# Data provided

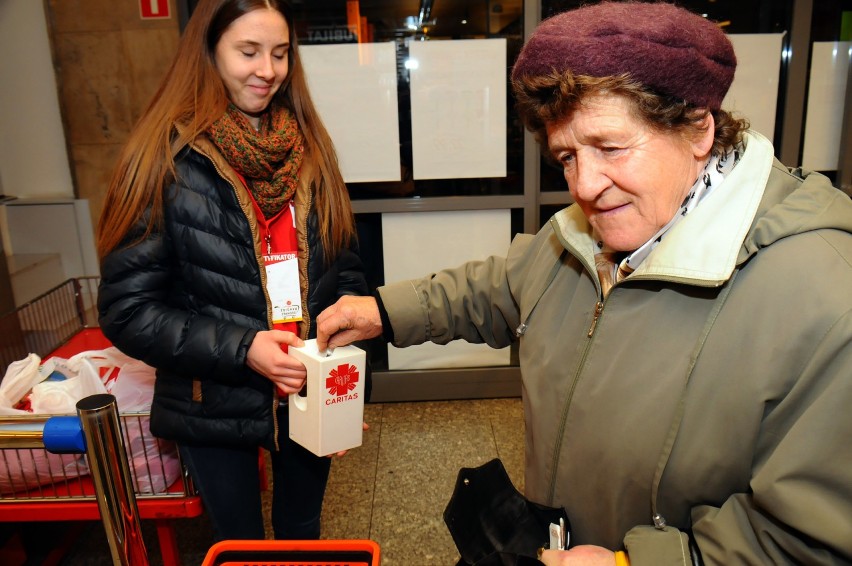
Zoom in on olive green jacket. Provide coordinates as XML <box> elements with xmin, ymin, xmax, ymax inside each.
<box><xmin>378</xmin><ymin>132</ymin><xmax>852</xmax><ymax>564</ymax></box>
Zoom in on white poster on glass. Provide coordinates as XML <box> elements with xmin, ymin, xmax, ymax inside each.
<box><xmin>802</xmin><ymin>42</ymin><xmax>852</xmax><ymax>171</ymax></box>
<box><xmin>408</xmin><ymin>39</ymin><xmax>506</xmax><ymax>180</ymax></box>
<box><xmin>724</xmin><ymin>33</ymin><xmax>785</xmax><ymax>141</ymax></box>
<box><xmin>301</xmin><ymin>43</ymin><xmax>401</xmax><ymax>183</ymax></box>
<box><xmin>382</xmin><ymin>209</ymin><xmax>512</xmax><ymax>370</ymax></box>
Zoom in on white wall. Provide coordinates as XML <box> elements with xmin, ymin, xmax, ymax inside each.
<box><xmin>0</xmin><ymin>0</ymin><xmax>74</xmax><ymax>199</ymax></box>
<box><xmin>802</xmin><ymin>42</ymin><xmax>852</xmax><ymax>171</ymax></box>
<box><xmin>724</xmin><ymin>34</ymin><xmax>785</xmax><ymax>142</ymax></box>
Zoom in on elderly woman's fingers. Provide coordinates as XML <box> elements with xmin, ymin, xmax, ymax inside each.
<box><xmin>316</xmin><ymin>296</ymin><xmax>383</xmax><ymax>352</ymax></box>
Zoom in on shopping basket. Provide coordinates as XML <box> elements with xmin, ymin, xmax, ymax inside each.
<box><xmin>0</xmin><ymin>277</ymin><xmax>203</xmax><ymax>566</ymax></box>
<box><xmin>202</xmin><ymin>539</ymin><xmax>381</xmax><ymax>566</ymax></box>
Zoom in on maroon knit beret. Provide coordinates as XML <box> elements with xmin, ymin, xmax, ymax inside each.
<box><xmin>511</xmin><ymin>1</ymin><xmax>737</xmax><ymax>110</ymax></box>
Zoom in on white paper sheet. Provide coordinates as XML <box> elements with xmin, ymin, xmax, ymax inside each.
<box><xmin>408</xmin><ymin>39</ymin><xmax>507</xmax><ymax>180</ymax></box>
<box><xmin>300</xmin><ymin>43</ymin><xmax>401</xmax><ymax>182</ymax></box>
<box><xmin>724</xmin><ymin>34</ymin><xmax>785</xmax><ymax>141</ymax></box>
<box><xmin>382</xmin><ymin>210</ymin><xmax>512</xmax><ymax>370</ymax></box>
<box><xmin>802</xmin><ymin>42</ymin><xmax>852</xmax><ymax>171</ymax></box>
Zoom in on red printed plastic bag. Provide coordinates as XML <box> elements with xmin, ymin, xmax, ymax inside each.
<box><xmin>120</xmin><ymin>415</ymin><xmax>182</xmax><ymax>494</ymax></box>
<box><xmin>64</xmin><ymin>348</ymin><xmax>182</xmax><ymax>493</ymax></box>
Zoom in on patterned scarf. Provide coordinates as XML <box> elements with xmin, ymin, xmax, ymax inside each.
<box><xmin>207</xmin><ymin>103</ymin><xmax>305</xmax><ymax>219</ymax></box>
<box><xmin>595</xmin><ymin>142</ymin><xmax>744</xmax><ymax>297</ymax></box>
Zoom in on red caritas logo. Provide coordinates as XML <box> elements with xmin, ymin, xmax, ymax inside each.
<box><xmin>325</xmin><ymin>363</ymin><xmax>359</xmax><ymax>405</ymax></box>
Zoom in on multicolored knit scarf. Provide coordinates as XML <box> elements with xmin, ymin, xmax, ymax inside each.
<box><xmin>207</xmin><ymin>103</ymin><xmax>305</xmax><ymax>219</ymax></box>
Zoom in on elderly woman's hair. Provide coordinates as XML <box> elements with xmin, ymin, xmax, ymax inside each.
<box><xmin>512</xmin><ymin>71</ymin><xmax>750</xmax><ymax>158</ymax></box>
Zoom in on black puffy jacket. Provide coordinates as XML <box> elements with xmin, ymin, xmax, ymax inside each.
<box><xmin>98</xmin><ymin>135</ymin><xmax>368</xmax><ymax>450</ymax></box>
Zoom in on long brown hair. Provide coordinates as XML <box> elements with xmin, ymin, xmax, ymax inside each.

# Instructions to follow
Quote, without alteration, the final stretch of the entries: the line with "Zoom in on elderly woman's hair." onward to the last line.

# Response area
Zoom in on elderly woman's hair. Provide coordinates as XML <box> elements with xmin, ymin, xmax, ymax inside each.
<box><xmin>512</xmin><ymin>71</ymin><xmax>750</xmax><ymax>158</ymax></box>
Zoom in on black puffy jacket. Provide coordinates as XML <box> elements with xmin, ymin, xmax, ymax inside each.
<box><xmin>98</xmin><ymin>135</ymin><xmax>368</xmax><ymax>450</ymax></box>
Zoom in on long brown hair. Provide coordinates as XML <box> elements with xmin, ymin, xmax, ymax inside each.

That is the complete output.